→ Aim of the task:
The whole listing below must be printed again exactly, images excluded.

→ Provided data:
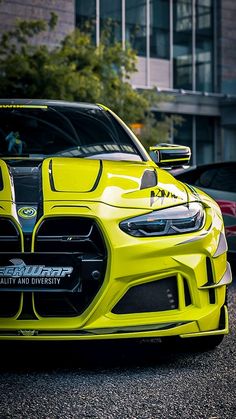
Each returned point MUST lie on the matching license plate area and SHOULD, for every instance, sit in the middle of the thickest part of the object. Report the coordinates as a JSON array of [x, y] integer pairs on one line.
[[40, 272]]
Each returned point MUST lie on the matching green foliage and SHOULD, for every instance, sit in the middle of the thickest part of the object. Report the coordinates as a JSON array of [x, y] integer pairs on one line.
[[77, 70]]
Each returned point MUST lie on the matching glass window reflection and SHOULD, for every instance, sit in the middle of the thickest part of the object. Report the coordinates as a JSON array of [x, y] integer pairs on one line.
[[159, 29], [110, 19], [182, 48], [204, 45], [136, 27], [86, 16]]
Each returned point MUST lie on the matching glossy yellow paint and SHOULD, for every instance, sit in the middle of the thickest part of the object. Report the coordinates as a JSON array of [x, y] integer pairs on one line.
[[109, 192]]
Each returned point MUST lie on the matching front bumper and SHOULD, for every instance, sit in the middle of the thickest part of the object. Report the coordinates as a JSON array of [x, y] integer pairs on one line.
[[195, 264]]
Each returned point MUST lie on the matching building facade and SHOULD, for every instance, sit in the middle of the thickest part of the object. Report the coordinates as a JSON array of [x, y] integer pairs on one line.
[[185, 48]]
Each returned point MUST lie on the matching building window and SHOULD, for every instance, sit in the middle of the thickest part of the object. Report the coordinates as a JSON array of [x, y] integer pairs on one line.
[[204, 45], [182, 48], [136, 25], [184, 133], [85, 17], [110, 19], [160, 29], [204, 139], [197, 132]]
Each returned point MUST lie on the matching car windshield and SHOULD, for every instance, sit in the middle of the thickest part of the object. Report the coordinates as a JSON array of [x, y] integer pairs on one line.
[[68, 131]]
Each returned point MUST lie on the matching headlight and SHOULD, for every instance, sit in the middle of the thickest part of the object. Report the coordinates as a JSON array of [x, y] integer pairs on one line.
[[175, 220]]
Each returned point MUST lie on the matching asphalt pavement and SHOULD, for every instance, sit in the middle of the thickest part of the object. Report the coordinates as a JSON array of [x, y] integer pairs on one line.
[[106, 380]]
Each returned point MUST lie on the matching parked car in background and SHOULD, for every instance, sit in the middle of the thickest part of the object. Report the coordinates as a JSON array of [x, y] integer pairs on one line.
[[219, 181], [97, 241]]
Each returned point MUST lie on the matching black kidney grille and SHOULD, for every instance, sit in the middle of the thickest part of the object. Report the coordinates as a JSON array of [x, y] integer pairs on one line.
[[9, 303], [9, 236], [69, 234], [78, 235]]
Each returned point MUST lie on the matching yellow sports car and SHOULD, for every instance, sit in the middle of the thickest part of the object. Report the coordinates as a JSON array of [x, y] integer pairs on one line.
[[97, 241]]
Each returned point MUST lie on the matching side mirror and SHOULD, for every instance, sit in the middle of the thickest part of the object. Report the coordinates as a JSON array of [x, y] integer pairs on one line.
[[170, 155]]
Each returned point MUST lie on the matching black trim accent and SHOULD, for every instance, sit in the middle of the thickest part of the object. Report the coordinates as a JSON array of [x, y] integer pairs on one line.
[[51, 177], [187, 296], [52, 184], [27, 312], [154, 296], [149, 179]]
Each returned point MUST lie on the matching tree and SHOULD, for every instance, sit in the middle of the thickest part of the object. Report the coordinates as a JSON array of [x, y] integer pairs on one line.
[[76, 70]]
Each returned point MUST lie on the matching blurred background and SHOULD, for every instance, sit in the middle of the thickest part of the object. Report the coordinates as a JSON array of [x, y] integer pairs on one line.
[[185, 53]]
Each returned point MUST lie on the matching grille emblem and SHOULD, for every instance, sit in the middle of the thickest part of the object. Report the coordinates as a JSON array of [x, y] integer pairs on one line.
[[27, 212]]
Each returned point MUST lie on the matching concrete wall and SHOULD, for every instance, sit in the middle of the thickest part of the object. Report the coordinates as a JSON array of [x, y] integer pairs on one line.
[[226, 29], [10, 10]]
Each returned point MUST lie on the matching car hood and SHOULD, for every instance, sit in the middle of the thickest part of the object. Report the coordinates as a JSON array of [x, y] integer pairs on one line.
[[115, 183], [120, 184]]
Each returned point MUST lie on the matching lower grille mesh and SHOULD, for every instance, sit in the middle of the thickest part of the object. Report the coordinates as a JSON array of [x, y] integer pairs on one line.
[[158, 295]]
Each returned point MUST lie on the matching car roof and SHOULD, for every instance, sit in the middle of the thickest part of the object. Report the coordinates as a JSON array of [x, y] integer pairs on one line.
[[49, 102]]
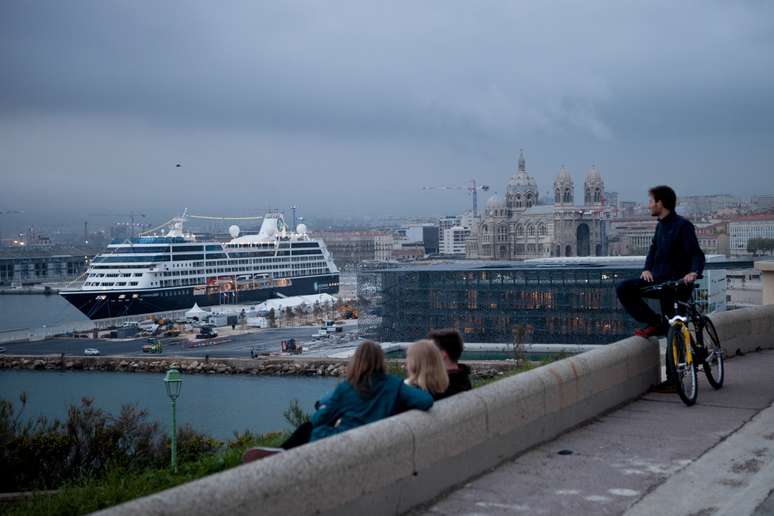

→ Exercise answer:
Each returned point MUST lie on the matching license plate area and SHOULD, for every instance, sit in the middle of the thickest part of the object. Report the coordinates as a JSON array of [x, y] integer pairs on one line.
[[40, 272]]
Each returned point MUST lie on the matching green foliage and SHOULD, for every instance, sit in the middle of the thickest part of the object. Report the coordinates as a JSON array of [x, y] integer pairs on one line.
[[77, 70]]
Each returned point MUST lie on the matching glass window reflection and SHOULD, for every instance, sit in the middle of the thickest part of the object. Report the coordinates as a JSON array of [x, y] integer pairs on one line.
[[159, 29], [110, 19], [182, 48], [204, 45], [136, 27], [86, 16]]
Each returned point MUST lie on the matching glossy yellow paint and SHOULD, for every instance, sit in the middle of the thickest part of the object. Report the coordinates as a JSON array of [x, y] integer pairs on one line.
[[109, 192]]
Each returned point MUST lie on the matching front bumper and SHOULD, for every instance, sit in the middle of the thickest part of the object. Report the coordinates as a JSON array of [x, y] integer pairs on one line.
[[195, 264]]
Each returned point MUST lie on the matching building facade and SHOULD, for every instance, sit in the middle of the thickest part of the object. Report the coordinates as a JSON array of [x, y] integer pairs on one line.
[[185, 48]]
Each returned point MUST lie on the matching building window and SHOULD, for every instance, sit in the middle of the thickest part of the object. Report the coordinates as a JSON array of [x, y] integer pairs on one line.
[[204, 45], [182, 48], [136, 25], [184, 133], [85, 17], [110, 19], [160, 29], [204, 139], [197, 132]]
Each returned point MUST lie on the matching car windshield and SHOULD, for every instance, sit in the middle of the thickest part of the object. Report the coordinates as a JSON array of [x, y] integer pairs on one line.
[[68, 131]]
Each returned point MUST lie on the matching headlight and SHOULD, for every instance, sit in the middle of the thickest part of the object. Report the coordinates as a JSON array of [x, y] integer pairs on one line.
[[175, 220]]
Each returned point MUST lie on the matching asphalt pavement and SHOULD, for every instance, sit in the middle of the thickest part of the object. Report the coordinates as a JSON array of [x, y] integer pairs on one line.
[[106, 380]]
Each returned point MUST lie on the matching parked car in background and SHOULD, for every instance, sit in the middle of the thickest part of the object. Report the coordinates as a JSON array of [x, y] integer pairs on one line.
[[219, 181], [97, 241]]
Each returned point MUST lie on the matching black kidney grille and SHOULD, for every instance, sit in the middle of the thickest part of the object. Report the coordinates as a JSON array of [x, y] integer pairs on one line.
[[9, 303], [9, 236], [69, 234], [78, 235]]
Each returned point MUST lie on the matching yellow sports car and SHOULD, for every instance, sit in the middle of the thickest part of the object. Report the coordinates as a JSON array of [x, y] integer pairs on one line.
[[97, 241]]
Each returned point MUST lie on the matching side mirror and SHOULD, for every instance, sit in the middle of the thickest part of the object. Report the coordinates as a JSON array of [x, y] integer pairs on one line.
[[170, 155]]
Each returned point MUST lie on the matching black trim accent and SHOULD, for every instance, sit in the middle of the thickest part of the object. Report the coordinates as a JSON array of [x, y] integer pairs on one line.
[[51, 177], [187, 296], [52, 184], [27, 312], [154, 296], [149, 179]]
Each returned point MUST lie on the matching tree and SHOULD, for every instance, sit in the middle of the thickest part of the object. Report the coordinates as a JSON array of [x, y] integer pairs on one line.
[[76, 70]]
Each returned point MUST lie on the matching blurred background and SHOULD, for every instance, sit in the middle of the thickest part of the object. Report the coordinates as a JSON array of [x, y] integer pairs on one line.
[[185, 53]]
Each returned point MUST lie on the matching grille emblem and SHOULD, for every instance, sit in the middle of the thickest part of the object. Report the coordinates as a JSON array of [x, y] integer pairs on one line.
[[27, 212]]
Each returned point MUST lie on the matching concrete wall and SHOULD, for every instance, sit in the middle of the thickest part of the object. Report the coordinates as a JSON array of [x, y] integer pairs on one line.
[[226, 29], [10, 10]]
Each returned point MUST lie on the matching car hood and SHOULD, for every instance, sit in the middle of the thickest part of the object. Report the coordinates as a JSON array of [x, y] integer pairs on one line.
[[115, 183], [120, 184]]
Each returned point MUST lie on the matching lower grille mesh and SHOULD, for every instance, sit in the middle of the thickest part of the object. Report the coordinates as a JSON array of [x, y] integer pairs on one line.
[[158, 295]]
Each returned point MUST lie on the matching car roof and SHOULD, for every instance, sit in the middle of the thickest part of the object. Report the coordinates as a JSON array of [x, y] integer pairs on one line.
[[49, 102]]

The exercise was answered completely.